▶ [WORK ORDER]
Please set down every line of the records below exactly, without the pictures.

▶ [PROVIDED MATERIAL]
----------------------------------------
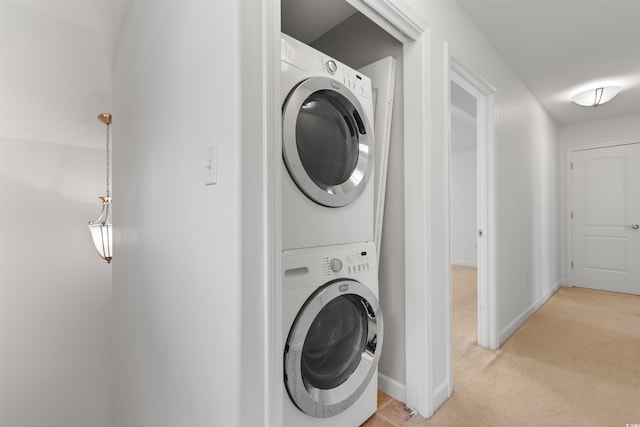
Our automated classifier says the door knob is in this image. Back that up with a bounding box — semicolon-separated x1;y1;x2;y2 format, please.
627;224;640;230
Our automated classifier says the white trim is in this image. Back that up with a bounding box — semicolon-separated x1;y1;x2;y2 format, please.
345;0;426;42
403;29;433;418
377;373;406;403
498;281;560;346
442;44;453;403
433;380;450;411
451;260;478;268
566;148;574;286
570;137;640;152
265;1;282;426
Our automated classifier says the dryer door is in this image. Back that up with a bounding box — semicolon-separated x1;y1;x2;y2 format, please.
284;279;383;418
282;76;373;207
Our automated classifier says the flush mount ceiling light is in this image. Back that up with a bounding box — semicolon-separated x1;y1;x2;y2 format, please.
87;113;113;264
570;86;622;107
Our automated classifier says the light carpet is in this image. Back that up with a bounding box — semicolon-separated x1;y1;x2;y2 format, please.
405;266;640;427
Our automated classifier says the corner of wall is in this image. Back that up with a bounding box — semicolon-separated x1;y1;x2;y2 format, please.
498;280;560;346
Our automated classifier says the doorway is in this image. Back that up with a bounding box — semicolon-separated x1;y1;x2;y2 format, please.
267;0;434;422
280;2;406;402
448;57;498;356
569;141;640;295
449;79;480;374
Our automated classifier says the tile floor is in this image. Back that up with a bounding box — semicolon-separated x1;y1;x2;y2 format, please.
360;390;415;426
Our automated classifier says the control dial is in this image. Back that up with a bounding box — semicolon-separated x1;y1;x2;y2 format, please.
326;59;337;74
329;258;343;273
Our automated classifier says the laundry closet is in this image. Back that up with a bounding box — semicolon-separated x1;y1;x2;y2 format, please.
280;0;406;424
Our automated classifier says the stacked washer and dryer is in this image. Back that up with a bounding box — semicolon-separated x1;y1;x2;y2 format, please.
280;33;383;427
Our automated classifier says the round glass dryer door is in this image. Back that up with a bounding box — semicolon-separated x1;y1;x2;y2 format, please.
284;280;383;418
282;76;373;207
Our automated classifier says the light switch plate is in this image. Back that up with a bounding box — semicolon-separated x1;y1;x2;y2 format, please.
205;145;217;185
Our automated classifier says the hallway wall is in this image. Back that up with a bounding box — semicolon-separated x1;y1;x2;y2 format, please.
112;1;243;426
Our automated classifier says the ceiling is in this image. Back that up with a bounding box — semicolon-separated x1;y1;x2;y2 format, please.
----------------------------------------
▶ [RESPONSE BOX]
Our automated classifier says the door knob is in this image. Back that up with a bounding box — semicolon-separated x1;y1;x2;y2 format, please.
627;224;640;230
Our automated classifier says the white trim is in this image. Back that up with a bounding box — semicolon-separated x1;y1;x2;y2 format, please.
345;0;426;42
403;29;433;418
377;373;406;403
498;281;560;346
442;44;453;403
433;380;450;411
451;260;478;268
566;148;574;286
570;137;640;152
265;1;282;426
Our automated classifier says the dryer door is in this image. Back that up with a bounding box — semicolon-separated x1;y1;x2;y2 format, please.
284;279;383;418
282;76;373;207
Our automated classifier says the flush mount ceiling light is in this image. Back that up with a bounding box — semicolon-separated x1;y1;x2;y2 format, please.
87;113;113;264
570;86;622;107
Our automated classifier says the light carpet is in this image. Back that up with a bounding box — semicolon-separated x1;y1;x2;y2 format, please.
405;266;640;427
Our automated classifier says the corner of wall is in this image. Back that up with a bounding box — semicolon-separated x1;y1;x2;y2 format, please.
498;280;560;346
Our automated classifier says the doorway is in this image. Back that up with a bounding box — semicolon-separated x1;y1;x2;y2 format, please.
267;0;434;422
280;2;406;402
448;57;498;356
569;141;640;295
449;79;480;374
Our automated classifier says the tile floor is in this image. Back that up with a bounding box — semicolon-separated x1;y1;x2;y2 format, please.
360;390;415;426
Our automated classifier says the control dial is in this image. Back that up with a bounding box — semicolon-separated x1;y1;x2;y2 format, please.
326;59;337;74
329;258;343;273
Our automated classifier says the laundry closet is in this image. Back that up with a bounding box — semicolon-separated x1;y1;x2;y2 format, please.
280;0;406;424
Our automated classifier says the stacked washer and dryer is in this image. Back that up with a bounding box — semicolon-separated x1;y1;x2;y2 format, please.
280;33;383;427
Our automated classifier says the round glass dryer door is in this image. Back that up with a bounding box — semicolon-separated x1;y1;x2;y2 format, please.
284;280;383;418
282;76;373;207
Our automated classifier says the light switch plate is in this image. Back that up with a bounding box — semicolon-separated x1;y1;x2;y2 format, please.
205;145;217;185
Our automated classifier says the hallway wall is in this image. Back that up with a bounding box — semicolon-separated x1;y1;x2;y2 format, please.
112;1;243;426
Our automated classifier says the ceiling is in this image. Back that up with a bounding box — semicolon-separated x1;y1;x2;y2 format, please.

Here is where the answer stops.